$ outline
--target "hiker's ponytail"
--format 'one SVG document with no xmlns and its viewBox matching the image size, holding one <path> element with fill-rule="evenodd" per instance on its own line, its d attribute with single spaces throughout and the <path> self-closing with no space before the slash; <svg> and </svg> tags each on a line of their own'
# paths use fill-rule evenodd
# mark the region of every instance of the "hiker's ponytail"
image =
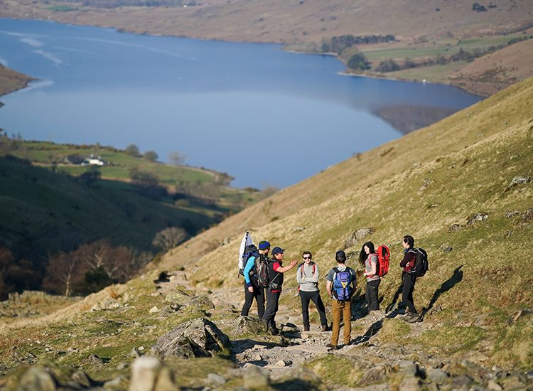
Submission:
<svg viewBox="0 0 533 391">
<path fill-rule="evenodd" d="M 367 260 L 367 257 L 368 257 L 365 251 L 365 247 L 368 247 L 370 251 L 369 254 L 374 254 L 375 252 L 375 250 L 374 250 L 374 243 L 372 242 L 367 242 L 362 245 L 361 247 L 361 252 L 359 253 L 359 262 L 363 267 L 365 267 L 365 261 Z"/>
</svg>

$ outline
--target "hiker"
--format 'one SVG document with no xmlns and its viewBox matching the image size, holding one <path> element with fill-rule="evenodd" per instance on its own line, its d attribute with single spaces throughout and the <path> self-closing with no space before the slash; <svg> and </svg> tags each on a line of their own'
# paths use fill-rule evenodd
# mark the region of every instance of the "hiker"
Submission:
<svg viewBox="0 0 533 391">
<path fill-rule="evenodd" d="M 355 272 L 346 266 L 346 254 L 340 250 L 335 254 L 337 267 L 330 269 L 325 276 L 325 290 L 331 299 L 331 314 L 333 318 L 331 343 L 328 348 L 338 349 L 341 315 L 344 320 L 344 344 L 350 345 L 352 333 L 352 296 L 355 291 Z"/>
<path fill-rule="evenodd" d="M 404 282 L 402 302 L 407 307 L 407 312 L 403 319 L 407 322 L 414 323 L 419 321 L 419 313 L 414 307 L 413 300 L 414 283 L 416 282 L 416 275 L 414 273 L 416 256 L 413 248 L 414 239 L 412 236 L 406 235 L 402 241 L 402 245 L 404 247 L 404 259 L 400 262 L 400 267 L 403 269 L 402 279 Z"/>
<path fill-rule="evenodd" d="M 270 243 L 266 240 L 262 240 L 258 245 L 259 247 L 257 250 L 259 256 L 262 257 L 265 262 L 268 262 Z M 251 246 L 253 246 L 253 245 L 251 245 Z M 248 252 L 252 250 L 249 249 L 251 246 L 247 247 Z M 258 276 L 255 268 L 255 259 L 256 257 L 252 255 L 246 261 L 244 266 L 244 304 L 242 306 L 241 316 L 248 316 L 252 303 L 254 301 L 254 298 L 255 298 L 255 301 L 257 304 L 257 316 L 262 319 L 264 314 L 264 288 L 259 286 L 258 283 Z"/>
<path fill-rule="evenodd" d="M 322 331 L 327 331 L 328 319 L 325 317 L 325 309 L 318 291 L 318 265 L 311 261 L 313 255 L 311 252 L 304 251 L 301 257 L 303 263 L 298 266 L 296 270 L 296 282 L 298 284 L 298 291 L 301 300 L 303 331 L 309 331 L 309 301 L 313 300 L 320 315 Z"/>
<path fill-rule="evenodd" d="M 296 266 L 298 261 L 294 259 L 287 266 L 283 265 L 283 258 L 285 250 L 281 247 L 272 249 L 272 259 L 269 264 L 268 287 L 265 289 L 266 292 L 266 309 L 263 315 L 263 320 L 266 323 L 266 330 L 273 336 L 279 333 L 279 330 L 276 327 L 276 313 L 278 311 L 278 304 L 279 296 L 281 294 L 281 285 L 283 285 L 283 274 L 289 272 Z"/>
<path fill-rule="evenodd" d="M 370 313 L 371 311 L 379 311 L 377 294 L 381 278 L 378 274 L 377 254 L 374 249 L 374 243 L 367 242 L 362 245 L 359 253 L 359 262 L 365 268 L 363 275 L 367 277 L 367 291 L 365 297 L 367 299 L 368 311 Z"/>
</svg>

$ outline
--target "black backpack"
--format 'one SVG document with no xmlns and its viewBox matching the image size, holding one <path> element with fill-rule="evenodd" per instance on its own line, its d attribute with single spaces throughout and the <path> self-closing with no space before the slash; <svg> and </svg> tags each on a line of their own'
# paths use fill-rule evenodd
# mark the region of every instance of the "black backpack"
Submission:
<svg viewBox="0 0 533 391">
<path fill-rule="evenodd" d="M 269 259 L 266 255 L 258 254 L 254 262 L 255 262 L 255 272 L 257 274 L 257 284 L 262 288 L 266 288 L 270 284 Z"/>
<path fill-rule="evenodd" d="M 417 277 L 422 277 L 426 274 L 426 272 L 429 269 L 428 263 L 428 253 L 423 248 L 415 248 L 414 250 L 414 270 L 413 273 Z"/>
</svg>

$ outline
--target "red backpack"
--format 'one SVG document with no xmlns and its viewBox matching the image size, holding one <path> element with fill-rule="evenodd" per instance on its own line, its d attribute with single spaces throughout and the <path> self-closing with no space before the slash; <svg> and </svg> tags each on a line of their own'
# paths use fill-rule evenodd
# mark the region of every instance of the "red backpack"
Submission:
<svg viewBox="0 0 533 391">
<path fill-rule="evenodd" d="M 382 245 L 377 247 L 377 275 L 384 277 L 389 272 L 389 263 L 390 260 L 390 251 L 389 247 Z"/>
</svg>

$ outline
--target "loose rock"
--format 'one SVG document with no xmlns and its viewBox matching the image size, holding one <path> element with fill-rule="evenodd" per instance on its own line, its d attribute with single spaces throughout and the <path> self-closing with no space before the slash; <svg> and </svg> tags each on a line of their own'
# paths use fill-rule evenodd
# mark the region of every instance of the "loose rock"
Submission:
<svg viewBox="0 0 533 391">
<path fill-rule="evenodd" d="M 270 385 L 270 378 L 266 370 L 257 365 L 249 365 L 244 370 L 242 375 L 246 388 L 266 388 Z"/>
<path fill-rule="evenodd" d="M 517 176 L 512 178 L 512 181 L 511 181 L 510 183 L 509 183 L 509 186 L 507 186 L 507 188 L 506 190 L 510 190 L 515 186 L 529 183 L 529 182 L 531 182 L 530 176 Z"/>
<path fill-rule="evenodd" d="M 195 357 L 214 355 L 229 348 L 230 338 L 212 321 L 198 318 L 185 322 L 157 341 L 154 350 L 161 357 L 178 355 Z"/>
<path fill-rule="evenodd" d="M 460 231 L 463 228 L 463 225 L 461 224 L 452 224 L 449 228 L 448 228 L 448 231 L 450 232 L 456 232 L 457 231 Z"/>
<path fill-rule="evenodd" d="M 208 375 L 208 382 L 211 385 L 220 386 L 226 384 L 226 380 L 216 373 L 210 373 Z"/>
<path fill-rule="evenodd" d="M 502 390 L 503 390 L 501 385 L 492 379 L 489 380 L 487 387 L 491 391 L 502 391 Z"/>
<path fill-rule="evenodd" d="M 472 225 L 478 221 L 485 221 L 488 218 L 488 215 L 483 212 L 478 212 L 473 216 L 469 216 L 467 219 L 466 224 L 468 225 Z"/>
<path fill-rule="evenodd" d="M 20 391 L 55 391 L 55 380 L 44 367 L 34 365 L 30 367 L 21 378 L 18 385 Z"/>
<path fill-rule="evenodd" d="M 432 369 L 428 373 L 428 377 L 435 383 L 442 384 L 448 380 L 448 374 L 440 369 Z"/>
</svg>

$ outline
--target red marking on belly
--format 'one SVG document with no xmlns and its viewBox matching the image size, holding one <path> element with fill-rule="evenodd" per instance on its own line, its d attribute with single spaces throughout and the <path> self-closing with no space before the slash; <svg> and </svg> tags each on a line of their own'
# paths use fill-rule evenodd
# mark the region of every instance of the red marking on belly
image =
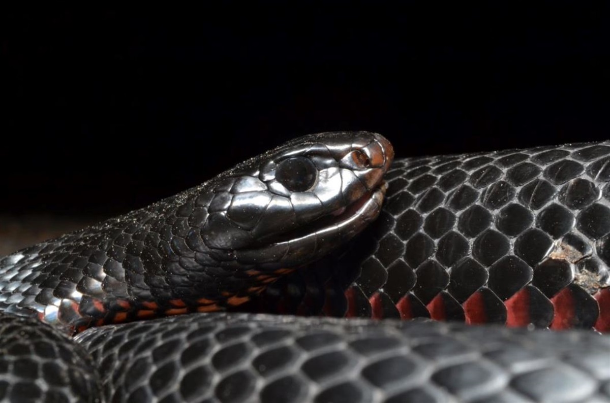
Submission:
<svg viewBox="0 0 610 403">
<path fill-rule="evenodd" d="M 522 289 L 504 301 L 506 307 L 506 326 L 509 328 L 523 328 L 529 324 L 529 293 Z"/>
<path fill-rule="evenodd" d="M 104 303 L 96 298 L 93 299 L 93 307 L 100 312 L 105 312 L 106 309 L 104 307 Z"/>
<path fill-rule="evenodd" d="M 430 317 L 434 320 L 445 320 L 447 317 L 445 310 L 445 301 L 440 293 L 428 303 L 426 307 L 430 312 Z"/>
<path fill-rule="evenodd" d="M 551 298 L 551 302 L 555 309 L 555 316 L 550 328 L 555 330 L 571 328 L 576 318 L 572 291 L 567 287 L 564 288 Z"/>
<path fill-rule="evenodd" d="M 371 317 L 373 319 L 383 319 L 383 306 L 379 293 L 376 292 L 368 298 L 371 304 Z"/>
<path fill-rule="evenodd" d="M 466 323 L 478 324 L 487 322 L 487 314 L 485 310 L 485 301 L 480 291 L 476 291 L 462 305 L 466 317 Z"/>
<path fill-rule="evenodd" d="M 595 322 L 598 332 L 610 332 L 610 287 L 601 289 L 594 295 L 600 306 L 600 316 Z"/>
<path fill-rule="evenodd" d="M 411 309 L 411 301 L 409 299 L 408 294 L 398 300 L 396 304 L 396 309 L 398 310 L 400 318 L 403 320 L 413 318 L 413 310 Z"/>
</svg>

● ● ● ● ●

● **DIRECTIONS**
Please pick out every line of the data above that contains the string "target". Case counts.

● **RIGHT ANSWER**
--target "hiker's ponytail"
--target "hiker"
--target "black backpack"
--target "red backpack"
--target "loose rock"
--target red marking on belly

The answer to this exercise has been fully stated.